◆ Given records ◆
(begin)

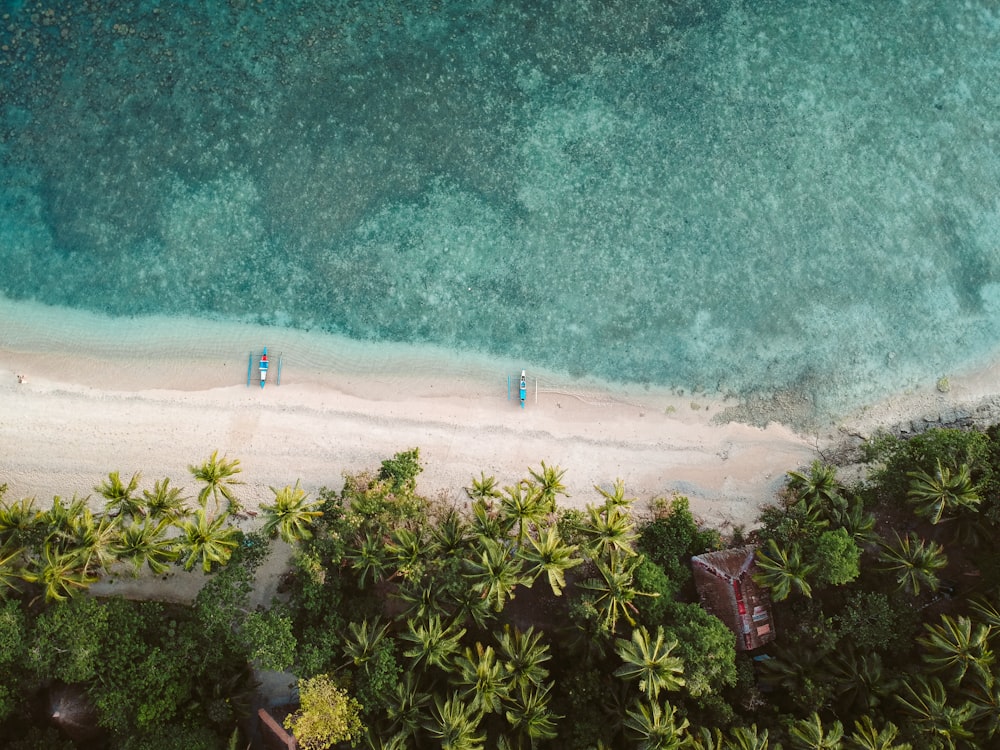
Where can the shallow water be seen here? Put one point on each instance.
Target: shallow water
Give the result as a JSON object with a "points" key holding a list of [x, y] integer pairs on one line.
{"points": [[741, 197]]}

(end)
(begin)

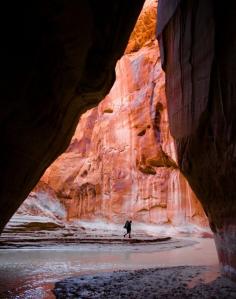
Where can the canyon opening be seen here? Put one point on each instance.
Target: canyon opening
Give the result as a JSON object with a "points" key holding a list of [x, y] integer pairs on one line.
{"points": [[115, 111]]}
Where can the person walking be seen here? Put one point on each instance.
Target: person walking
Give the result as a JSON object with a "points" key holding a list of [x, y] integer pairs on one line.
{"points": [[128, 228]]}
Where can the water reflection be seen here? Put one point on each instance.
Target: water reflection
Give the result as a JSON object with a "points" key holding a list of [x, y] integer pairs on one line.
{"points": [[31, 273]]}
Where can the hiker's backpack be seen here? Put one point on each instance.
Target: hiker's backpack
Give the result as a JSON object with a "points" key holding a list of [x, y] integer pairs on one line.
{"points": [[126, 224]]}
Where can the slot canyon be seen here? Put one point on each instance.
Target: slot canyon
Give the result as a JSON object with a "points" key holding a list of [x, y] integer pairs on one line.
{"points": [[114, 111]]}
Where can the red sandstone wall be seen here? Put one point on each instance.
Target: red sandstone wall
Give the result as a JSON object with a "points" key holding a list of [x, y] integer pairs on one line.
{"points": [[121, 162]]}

(end)
(begin)

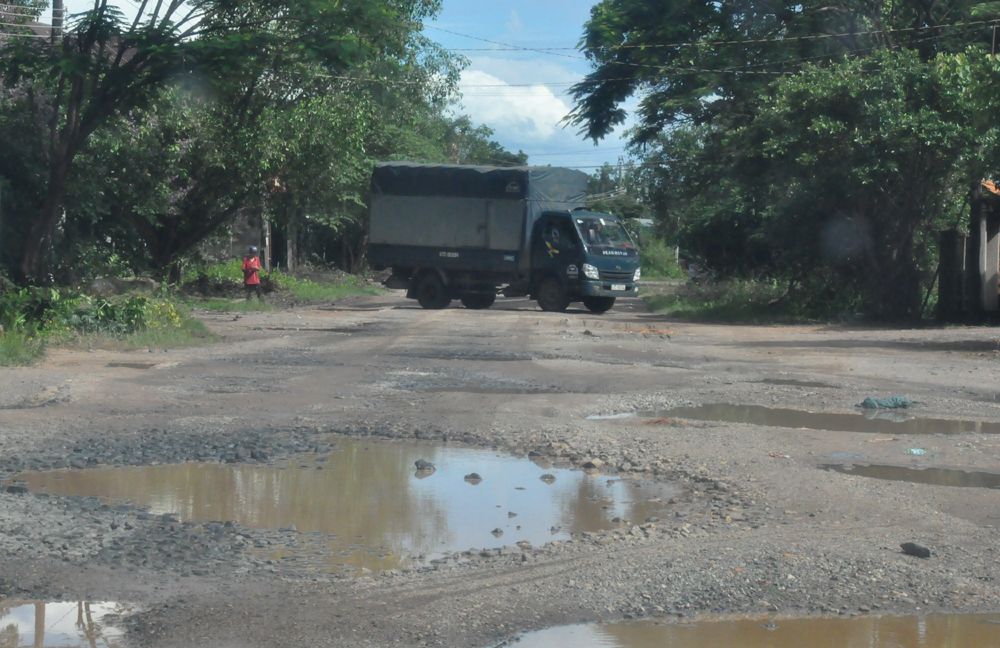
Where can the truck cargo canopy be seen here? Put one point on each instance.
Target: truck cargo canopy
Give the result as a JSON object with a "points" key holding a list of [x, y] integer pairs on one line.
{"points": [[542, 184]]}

(end)

◆ To be done ◆
Pick out every line in the records above that contains the string "hiker", matching case exactly, and copy each such line in full.

◆ Full output ◆
Where can the hiker's backpack be seen here? Put one point on each instance.
Target: hiker's backpack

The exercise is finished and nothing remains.